In your reply, reproduce every line of the data without any alteration.

- **DATA EXTRACTS**:
────────────────────────────────────────

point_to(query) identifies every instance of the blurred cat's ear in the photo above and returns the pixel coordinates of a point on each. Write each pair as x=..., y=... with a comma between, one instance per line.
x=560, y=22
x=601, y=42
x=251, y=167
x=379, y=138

────────────────────────────────────────

- **FINISHED TASK**:
point_to(query) identifies every instance of the blurred cat's ear in the photo above and returns the pixel coordinates of a point on each. Write each pair as x=..., y=... with a comma between, one instance per line.
x=560, y=22
x=601, y=42
x=251, y=167
x=379, y=138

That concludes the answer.